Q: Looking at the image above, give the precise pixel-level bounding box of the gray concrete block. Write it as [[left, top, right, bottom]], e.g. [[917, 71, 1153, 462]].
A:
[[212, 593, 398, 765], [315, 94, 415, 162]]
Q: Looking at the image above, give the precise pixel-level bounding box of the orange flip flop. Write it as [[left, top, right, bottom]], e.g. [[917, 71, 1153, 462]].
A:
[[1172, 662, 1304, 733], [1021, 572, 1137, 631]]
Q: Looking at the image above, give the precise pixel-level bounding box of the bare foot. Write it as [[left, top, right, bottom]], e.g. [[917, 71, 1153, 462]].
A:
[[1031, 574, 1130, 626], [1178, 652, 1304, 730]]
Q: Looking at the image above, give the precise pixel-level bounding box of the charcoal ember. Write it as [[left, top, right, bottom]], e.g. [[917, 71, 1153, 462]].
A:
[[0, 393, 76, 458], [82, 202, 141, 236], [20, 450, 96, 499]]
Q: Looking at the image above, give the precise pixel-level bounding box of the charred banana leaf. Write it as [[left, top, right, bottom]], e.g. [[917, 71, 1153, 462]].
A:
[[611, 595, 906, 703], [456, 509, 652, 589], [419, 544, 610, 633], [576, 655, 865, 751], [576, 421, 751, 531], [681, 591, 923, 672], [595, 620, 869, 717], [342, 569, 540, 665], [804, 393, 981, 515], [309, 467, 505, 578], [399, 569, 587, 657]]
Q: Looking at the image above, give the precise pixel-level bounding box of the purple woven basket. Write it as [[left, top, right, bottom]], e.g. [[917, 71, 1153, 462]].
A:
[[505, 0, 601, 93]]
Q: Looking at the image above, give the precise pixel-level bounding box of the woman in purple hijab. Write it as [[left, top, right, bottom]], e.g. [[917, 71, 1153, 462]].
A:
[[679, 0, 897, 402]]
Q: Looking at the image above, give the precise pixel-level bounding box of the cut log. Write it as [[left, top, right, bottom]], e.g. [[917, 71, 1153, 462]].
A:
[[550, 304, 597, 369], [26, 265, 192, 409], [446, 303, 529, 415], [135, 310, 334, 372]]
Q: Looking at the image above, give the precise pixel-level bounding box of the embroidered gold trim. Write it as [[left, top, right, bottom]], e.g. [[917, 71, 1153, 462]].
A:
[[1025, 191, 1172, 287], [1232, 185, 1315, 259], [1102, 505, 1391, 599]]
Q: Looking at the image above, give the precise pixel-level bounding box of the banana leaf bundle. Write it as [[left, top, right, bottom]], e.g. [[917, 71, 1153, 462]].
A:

************

Por favor, cambia "Looking at the image above" por "Based on the image above" en todos los registros y vuelve a escribirlos sin modificar nada más.

> **Respuesta escrita**
Q: Based on the image above, give the precise pixel-level bounding box of the gray concrete block. Write it as [[left, top, right, bottom]], e.g. [[917, 71, 1153, 462]].
A:
[[212, 593, 398, 765], [315, 94, 415, 162]]
Q: Based on the image above, give the precise pixel-level bounding box of the orange flip flop. Write it as [[left, top, right, bottom]], e.g. [[917, 71, 1153, 462]].
A:
[[1172, 662, 1304, 733], [1021, 572, 1137, 631]]
Q: Based on the image above, give the precise pixel-level bounding box of the bare foot. Write it as [[left, top, right, bottom]], e.g. [[917, 71, 1153, 462]].
A:
[[1031, 574, 1130, 626], [1178, 652, 1304, 730]]
Q: Based on the image above, give the precise pixel-level bounding box of the charcoal ember. Write it as [[left, top, right, bottom]], e.g. [[917, 71, 1153, 462]].
A:
[[0, 393, 76, 458], [82, 202, 141, 236], [20, 450, 96, 499]]
Q: Based on the image above, give the precise pixel-level bounding box of the charred banana leaf. Write it as [[left, top, right, bottom]], e.g. [[917, 71, 1153, 462]].
A:
[[611, 595, 906, 703], [456, 509, 652, 589], [419, 544, 610, 633], [576, 655, 865, 751], [576, 421, 751, 531], [681, 591, 923, 672], [595, 620, 869, 717], [342, 569, 540, 665], [804, 393, 981, 515], [309, 467, 505, 578], [399, 569, 587, 657]]
Q: Based on the image above, give the precise pixel-level bounding box of the purple woven basket. Write it as [[left, top, right, bottom]], e.g. [[917, 71, 1153, 462]].
A:
[[505, 0, 601, 93]]
Q: Based on the image above, give the precise pixel-level bounding box of the woman in purple hijab. Write it as [[left, top, right, bottom]], e.g. [[917, 71, 1153, 462]].
A:
[[679, 0, 897, 402]]
Q: Based on the image above, give the precise pixel-level bounding box of the cut log. Write it as [[left, top, right, bottom]], e.g. [[917, 71, 1153, 462]].
A:
[[550, 304, 597, 369], [26, 265, 192, 409], [446, 303, 529, 415], [135, 310, 334, 372]]
Q: Based on the image above, give the precise pixel-level bounding box of the embroidered gold trim. Write it as [[left, top, right, bottom]], e.g. [[917, 71, 1153, 462]].
A:
[[1025, 191, 1172, 287], [1232, 185, 1315, 259], [1102, 505, 1391, 599]]
Q: Based on the image above, give the precise pixel-level bounding box of the banana leaf bundle. Write it as [[left, top, right, bottom]], e.g. [[917, 71, 1153, 462]].
A:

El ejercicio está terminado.